• SHORT EXERCISE
Reproduce every line of the items below word for word, leaving out the pictures.

• INPUT DATA
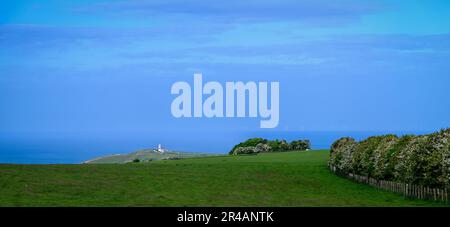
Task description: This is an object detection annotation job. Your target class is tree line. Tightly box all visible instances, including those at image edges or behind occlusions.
[229,138,311,155]
[329,128,450,188]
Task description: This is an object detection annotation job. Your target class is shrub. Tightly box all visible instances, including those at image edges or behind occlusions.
[329,129,450,188]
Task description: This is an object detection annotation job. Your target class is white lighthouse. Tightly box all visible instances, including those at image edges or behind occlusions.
[158,144,166,153]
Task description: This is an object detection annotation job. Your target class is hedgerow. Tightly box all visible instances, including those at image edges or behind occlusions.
[329,128,450,188]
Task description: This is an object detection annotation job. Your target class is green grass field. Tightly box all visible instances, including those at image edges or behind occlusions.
[0,151,445,207]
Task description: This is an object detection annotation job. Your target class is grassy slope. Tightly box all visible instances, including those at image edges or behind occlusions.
[86,149,219,164]
[0,151,444,206]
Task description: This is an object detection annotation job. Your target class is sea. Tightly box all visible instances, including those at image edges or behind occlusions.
[0,131,429,164]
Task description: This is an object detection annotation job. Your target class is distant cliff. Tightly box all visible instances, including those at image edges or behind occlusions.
[83,149,217,164]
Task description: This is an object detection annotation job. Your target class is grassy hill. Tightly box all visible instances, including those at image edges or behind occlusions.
[0,151,445,206]
[84,149,220,164]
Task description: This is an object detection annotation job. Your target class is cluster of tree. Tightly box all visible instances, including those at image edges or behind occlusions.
[329,128,450,188]
[229,138,311,155]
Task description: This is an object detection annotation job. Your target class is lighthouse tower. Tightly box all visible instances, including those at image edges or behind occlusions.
[158,144,165,153]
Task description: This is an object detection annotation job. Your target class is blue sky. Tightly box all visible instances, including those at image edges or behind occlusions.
[0,0,450,135]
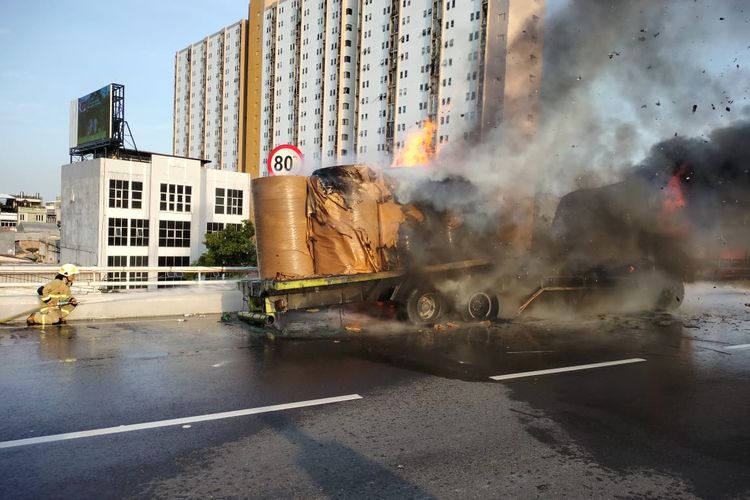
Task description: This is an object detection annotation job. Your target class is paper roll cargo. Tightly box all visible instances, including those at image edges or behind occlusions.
[252,176,315,280]
[308,165,382,275]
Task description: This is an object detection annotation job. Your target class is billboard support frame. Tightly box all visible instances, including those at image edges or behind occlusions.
[70,83,128,163]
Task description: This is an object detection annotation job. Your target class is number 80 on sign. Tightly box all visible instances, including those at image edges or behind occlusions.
[268,144,304,175]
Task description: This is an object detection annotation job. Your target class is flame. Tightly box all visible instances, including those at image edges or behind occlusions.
[661,173,685,214]
[392,120,436,167]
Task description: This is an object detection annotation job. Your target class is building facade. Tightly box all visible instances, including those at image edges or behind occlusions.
[247,0,545,172]
[172,20,247,172]
[60,155,251,267]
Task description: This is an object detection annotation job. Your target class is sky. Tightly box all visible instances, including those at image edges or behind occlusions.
[0,0,248,200]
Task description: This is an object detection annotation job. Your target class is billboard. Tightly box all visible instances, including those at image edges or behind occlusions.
[70,85,112,147]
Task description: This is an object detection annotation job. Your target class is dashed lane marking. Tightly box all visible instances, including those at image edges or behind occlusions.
[490,358,646,380]
[0,394,362,448]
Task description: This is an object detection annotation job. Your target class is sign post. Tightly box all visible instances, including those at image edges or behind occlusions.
[267,144,304,175]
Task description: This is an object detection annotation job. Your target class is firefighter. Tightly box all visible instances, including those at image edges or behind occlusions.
[26,264,79,325]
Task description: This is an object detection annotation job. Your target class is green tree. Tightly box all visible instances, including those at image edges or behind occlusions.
[195,220,258,266]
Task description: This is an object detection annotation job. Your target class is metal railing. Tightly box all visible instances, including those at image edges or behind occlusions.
[0,265,258,292]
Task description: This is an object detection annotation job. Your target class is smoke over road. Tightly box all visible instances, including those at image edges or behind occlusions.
[390,0,750,286]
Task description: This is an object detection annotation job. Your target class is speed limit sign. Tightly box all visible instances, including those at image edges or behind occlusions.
[268,144,304,175]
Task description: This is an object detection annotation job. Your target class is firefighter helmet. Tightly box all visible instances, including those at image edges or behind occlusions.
[58,264,80,276]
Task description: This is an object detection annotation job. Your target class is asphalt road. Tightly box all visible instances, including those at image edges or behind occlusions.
[0,284,750,498]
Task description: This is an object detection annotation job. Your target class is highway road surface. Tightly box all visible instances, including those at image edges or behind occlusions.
[0,283,750,499]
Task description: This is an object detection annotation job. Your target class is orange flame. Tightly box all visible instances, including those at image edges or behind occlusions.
[661,165,687,215]
[392,120,436,167]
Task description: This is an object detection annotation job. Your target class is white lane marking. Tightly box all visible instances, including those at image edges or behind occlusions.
[490,358,646,380]
[724,344,750,350]
[0,394,362,448]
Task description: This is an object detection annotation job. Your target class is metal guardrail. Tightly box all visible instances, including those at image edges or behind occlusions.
[0,265,258,292]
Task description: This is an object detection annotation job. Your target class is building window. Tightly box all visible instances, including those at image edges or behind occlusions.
[227,189,243,215]
[157,256,190,288]
[109,179,130,208]
[128,255,148,288]
[107,217,128,246]
[107,255,128,290]
[159,220,190,248]
[130,181,143,209]
[130,219,148,247]
[214,188,226,214]
[159,184,193,212]
[206,222,224,234]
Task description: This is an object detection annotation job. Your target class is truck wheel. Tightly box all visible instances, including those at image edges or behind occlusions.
[461,292,500,321]
[406,288,446,325]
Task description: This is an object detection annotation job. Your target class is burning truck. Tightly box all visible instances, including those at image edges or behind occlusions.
[241,123,750,325]
[241,165,683,325]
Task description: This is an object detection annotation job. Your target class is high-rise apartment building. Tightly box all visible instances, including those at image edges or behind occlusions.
[174,0,544,176]
[172,20,247,171]
[249,0,544,172]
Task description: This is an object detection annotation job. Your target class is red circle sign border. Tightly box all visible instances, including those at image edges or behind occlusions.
[266,144,305,176]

• ANSWER IN FULL
Task description: This is an object detection annotation job. Your target class is tree line. Tightly box all visible instances, including those at image edges or behind occlusions.
[229,138,311,155]
[329,128,450,188]
Task description: This is an object detection annotation job. Your target class is shrub. Tightly box all visible instances, including those at image edges or behind occlusions.
[329,129,450,188]
Task description: This is an object detection annotation job. Your target class is white lighthouse. Tightly box all visible instances, including those at image edges or behind occlusions.
[158,144,166,153]
Task description: This is an object detection annotation job. Your target class is hedgerow. Tightly box all visible instances, including those at image edges or behind occlusions.
[329,128,450,188]
Task description: This is an object detection annotation job. Your target class is green grass field. Tightly box all visible instances, including those at image edges or behind occlusions.
[0,151,445,207]
Task description: This is an object detection annotation job. Your target class is grassy slope. Tightly box all visible instances, including those at image edges or behind occlusions.
[86,149,219,164]
[0,151,444,206]
Task description: This is an object detection annotation job. Your target class is sea. Tightly box all visible instances, including those at image edges or behind occlusions.
[0,131,429,164]
Task description: This is an object detection annotation job. Your target class is distant cliff. Tightly box all visible instances, including those at image edges or behind occlusions.
[83,149,217,164]
Task description: This is an object detection annotation job. Your target class is grassy hill. Tightly box all visible instances, including those at image edges or behind occlusions.
[0,151,445,206]
[84,149,220,164]
Task description: This is an object detection annotation job. Your target class is cluster of tree. Tightly box all visible instances, including those at image edges or behind occlusions.
[329,128,450,188]
[229,138,311,155]
Task description: This is an object detection annotation job. Your target class is lighthouse tower. Tightly box all visible instances, including those at image edges or behind occlusions.
[158,144,165,153]
Task description: This is an object detection annotation job. Your target class is blue sky. Tightly box all visible instances, including those at image edges or behind occlusions.
[0,0,450,135]
Task description: This is an object detection annotation job. Your target class is paper roll cargo. Tightly box all visible instances, including those at image edges or behind occlusions.
[252,176,315,280]
[308,165,382,275]
Task description: This is an object detection annotation job. Your target class is billboard support frame. Tightly box all visible instances, including those at image edges or behind occlusions.
[70,83,128,163]
Task description: This is an object detection annotation job. Your target class is number 80 on sign. Tightly box all visible instances, including those at image edges or behind occlusions.
[268,144,304,175]
Task description: This is an object detection annotation job. Your target class is flame. Tightly box all visible instances, including those at image edges or behind occlusions.
[661,173,685,214]
[392,120,436,167]
Task description: This is an object detection annotation job. Your target class is building facade. Tightly box all visible instances, including those at image edges or behind occlusions.
[247,0,545,172]
[172,20,247,172]
[60,155,251,267]
Task description: This is an object detection annotation job. Your target class is sky. Tightly box all visible instances, including those at image edges or behind occlusions.
[0,0,248,200]
Task description: This is an object detection annotation job. Your target class is billboard. Tightly box all visible instances, including those at image edges or behind occlusions.
[70,85,112,147]
Task description: This is an object detection annotation job. Your target class is dashed lane marking. Tightly box all visible instances, including those at image edges or behind occlusions.
[490,358,646,380]
[0,394,362,448]
Task description: This is an object detection annotation job. Your target class is sign post. Tightly box all visible instances, including those at image edges or behind occlusions.
[267,144,304,175]
Task description: This is an object detection annotation job. Your target class is firefighter. Tightly box all visible instances, including those at image edges or behind occlusions.
[26,264,79,325]
Task description: This is an object detection annotation job. Your target class is green tree. Tightly box all visible instances, including those at image edges or behind occlusions.
[195,220,258,266]
Task description: This is an object detection annotation job. Your target class is metal railing. Tightly box all visible instances, including those at image edges or behind occlusions.
[0,265,258,292]
Task description: This is an object detection annotation job. Your target class is smoke over road. Tightly box all visible instances, including those at image edges or behind occlusions.
[390,0,750,286]
Task description: This is an object detection annotation job. Your target class is speed limit sign. Tightly box all visible instances, including those at image edges or behind occlusions.
[268,144,304,175]
Task description: This is an object detection annotation job. Your target class is firefighter helmet. Tightly box all visible instances, including those at image edges or behind occlusions.
[58,264,80,276]
Task description: This is an object detection annotation job. Your target class is asphalt road. Tightly box all visible instances, including those at image edges or behind occlusions.
[0,284,750,498]
Task description: This is an object detection annotation job. Your target class is highway road surface. Tightly box all visible instances, including those at image edges or behind occlusions.
[0,283,750,499]
Task description: This is an object detection annotation job. Your target class is orange flame. Tightly box all visible instances, including those at image edges or behind occlusions.
[661,165,687,215]
[392,120,436,167]
Task description: This is an object detection annotation job. Your target class is white lane marking. Tightly box all visible instances, including those at image edges or behind occlusions.
[490,358,646,380]
[724,344,750,350]
[0,394,362,448]
Task description: This is an object detection annotation job. Your target class is metal guardrail. Tightly box all visible instances, including those at image edges or behind occlusions.
[0,265,258,292]
Task description: This is an object detection annotation job. Your target class is building window. Tightly box all visible instances, including those at image edges or behind occlusions.
[227,189,243,215]
[157,256,190,288]
[109,179,130,208]
[128,255,148,288]
[107,217,128,246]
[107,255,128,290]
[159,220,190,248]
[130,181,143,209]
[130,219,148,247]
[214,188,226,214]
[159,184,193,212]
[206,222,224,234]
Task description: This is an object detection annotation job. Your target class is truck wheel. Tightly box all visible instances, including those at image edges or behind occlusions.
[461,292,500,321]
[406,288,446,325]
Task description: This is an object detection annotation job. Your target class is burning truck. Tightly box all visible instances, including those at image edges or behind occlusions.
[241,123,750,325]
[241,165,683,325]
Task description: This is an object detection annotation job. Your target class is high-rise apartment building. Tightly box all visible instances, including those at image edges or behind occlusions.
[174,0,544,176]
[172,20,247,171]
[249,0,544,172]
Task description: This is an object detection annotation job. Your target class is red circle sign border. Tightly box all visible instances, including those at image edges or behind occlusions.
[266,144,305,176]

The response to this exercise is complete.